WHAT THE TASK ASKS:
Lines from the records below that contain the word "pickup" are to be copied out.

·····

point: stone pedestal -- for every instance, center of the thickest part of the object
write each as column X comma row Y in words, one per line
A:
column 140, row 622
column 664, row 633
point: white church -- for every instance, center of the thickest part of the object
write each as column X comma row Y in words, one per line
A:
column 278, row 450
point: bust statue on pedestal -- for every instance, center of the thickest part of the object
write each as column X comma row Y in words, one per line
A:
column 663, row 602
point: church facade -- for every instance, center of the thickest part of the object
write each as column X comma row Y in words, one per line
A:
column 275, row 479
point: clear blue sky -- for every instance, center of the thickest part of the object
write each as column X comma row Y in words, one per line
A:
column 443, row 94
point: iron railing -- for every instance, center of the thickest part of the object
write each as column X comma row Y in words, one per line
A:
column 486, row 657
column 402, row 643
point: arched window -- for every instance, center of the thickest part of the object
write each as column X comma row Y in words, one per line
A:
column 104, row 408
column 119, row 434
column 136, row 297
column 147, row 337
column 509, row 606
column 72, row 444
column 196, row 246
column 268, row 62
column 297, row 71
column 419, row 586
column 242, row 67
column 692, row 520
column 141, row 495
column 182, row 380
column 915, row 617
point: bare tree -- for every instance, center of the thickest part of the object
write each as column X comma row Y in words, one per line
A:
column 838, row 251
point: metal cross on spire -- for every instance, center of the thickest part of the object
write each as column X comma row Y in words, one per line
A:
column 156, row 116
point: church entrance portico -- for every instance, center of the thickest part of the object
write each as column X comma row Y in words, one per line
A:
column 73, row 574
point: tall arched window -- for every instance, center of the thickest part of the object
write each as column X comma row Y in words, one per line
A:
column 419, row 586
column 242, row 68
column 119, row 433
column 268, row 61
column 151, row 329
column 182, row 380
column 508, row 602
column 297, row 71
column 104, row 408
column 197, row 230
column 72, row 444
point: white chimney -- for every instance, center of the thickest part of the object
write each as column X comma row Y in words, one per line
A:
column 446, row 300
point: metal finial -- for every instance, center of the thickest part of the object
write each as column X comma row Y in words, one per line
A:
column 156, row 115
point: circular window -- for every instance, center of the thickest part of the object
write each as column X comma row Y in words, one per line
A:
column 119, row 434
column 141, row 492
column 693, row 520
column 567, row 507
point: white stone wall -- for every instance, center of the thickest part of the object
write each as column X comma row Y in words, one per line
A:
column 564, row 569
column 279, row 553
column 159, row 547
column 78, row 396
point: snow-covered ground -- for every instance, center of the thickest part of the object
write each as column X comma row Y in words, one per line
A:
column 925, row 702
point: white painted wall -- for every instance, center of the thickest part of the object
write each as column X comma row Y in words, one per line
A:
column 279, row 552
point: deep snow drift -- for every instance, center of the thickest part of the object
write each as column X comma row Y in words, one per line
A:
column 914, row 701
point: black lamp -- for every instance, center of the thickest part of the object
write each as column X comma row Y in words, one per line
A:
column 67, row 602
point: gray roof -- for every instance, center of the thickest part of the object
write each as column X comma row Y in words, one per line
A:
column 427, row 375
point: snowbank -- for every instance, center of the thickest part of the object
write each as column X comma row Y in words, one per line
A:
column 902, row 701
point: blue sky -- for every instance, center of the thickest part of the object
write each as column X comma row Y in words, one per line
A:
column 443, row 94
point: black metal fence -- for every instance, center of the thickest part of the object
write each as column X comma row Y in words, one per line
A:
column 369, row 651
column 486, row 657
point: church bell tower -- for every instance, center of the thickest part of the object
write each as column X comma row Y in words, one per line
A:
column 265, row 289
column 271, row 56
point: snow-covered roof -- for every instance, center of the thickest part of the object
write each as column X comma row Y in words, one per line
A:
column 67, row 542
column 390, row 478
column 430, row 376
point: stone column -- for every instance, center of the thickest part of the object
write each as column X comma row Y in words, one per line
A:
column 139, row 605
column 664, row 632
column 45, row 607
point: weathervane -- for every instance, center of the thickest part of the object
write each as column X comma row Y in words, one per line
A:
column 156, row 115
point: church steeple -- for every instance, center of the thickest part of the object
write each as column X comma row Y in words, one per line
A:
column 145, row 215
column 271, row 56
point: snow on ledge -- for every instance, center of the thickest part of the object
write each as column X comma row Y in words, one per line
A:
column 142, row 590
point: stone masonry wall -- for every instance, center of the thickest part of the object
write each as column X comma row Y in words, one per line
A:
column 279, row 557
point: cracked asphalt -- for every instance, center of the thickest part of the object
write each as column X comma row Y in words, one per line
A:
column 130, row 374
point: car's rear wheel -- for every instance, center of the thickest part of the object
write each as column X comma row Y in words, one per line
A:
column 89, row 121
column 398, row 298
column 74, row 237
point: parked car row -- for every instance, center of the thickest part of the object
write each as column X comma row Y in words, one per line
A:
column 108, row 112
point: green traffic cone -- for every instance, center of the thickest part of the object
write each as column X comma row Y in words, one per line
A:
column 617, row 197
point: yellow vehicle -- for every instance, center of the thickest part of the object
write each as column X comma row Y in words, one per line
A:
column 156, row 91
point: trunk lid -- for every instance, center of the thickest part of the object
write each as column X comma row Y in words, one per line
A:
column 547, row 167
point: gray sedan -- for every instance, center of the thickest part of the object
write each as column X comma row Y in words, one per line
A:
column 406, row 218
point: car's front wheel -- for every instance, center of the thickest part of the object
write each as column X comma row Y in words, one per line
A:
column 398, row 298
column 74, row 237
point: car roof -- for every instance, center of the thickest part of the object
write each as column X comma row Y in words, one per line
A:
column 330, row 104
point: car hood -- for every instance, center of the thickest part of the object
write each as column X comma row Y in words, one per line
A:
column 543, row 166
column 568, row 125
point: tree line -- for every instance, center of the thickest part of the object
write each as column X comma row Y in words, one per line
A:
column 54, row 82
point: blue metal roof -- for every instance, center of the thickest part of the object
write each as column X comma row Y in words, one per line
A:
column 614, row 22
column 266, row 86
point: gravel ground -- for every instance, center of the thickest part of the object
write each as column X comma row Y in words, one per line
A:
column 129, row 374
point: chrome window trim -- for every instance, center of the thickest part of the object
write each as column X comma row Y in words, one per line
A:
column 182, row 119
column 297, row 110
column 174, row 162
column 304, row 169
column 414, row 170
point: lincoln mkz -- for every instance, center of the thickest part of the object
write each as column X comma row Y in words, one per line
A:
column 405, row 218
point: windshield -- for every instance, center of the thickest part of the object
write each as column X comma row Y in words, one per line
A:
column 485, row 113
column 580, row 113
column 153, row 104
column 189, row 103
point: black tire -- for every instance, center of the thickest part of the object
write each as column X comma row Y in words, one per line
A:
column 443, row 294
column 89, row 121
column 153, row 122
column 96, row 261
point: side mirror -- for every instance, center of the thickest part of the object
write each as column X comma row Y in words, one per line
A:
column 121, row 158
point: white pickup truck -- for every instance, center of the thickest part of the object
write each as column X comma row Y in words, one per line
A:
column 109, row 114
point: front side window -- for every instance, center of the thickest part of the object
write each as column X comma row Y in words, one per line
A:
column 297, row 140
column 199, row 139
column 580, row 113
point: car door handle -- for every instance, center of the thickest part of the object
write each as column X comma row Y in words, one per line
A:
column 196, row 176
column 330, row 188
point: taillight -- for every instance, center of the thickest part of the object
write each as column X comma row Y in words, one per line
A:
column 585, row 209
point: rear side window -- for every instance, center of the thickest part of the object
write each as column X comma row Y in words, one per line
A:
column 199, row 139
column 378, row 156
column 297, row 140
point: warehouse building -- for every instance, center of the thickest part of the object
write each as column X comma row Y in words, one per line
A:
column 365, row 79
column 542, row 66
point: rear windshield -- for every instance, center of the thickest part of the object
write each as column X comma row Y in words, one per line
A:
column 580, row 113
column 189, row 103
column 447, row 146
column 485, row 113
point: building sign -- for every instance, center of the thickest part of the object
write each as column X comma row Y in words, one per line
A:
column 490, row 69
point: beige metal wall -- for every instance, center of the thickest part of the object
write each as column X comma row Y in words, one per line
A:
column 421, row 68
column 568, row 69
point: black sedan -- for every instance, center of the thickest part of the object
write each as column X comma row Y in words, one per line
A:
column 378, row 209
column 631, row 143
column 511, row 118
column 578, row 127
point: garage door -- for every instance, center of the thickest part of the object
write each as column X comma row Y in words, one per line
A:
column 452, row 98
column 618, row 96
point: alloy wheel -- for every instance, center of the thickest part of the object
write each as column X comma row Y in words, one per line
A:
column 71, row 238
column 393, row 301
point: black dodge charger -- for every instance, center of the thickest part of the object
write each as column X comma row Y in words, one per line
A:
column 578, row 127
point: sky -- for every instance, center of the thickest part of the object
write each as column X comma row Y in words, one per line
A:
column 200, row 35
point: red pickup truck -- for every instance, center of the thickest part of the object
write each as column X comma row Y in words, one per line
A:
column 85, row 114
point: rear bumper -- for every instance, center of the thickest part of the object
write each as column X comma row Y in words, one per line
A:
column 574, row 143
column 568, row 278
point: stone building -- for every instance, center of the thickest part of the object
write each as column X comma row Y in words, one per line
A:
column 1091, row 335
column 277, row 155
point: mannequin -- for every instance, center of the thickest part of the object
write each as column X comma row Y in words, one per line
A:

·····

EXPECTED ANSWER:
point: white pickup truck -- for every instance, center of the thickest part of the object
point: red pickup truck -- for every instance, center of the thickest part of the object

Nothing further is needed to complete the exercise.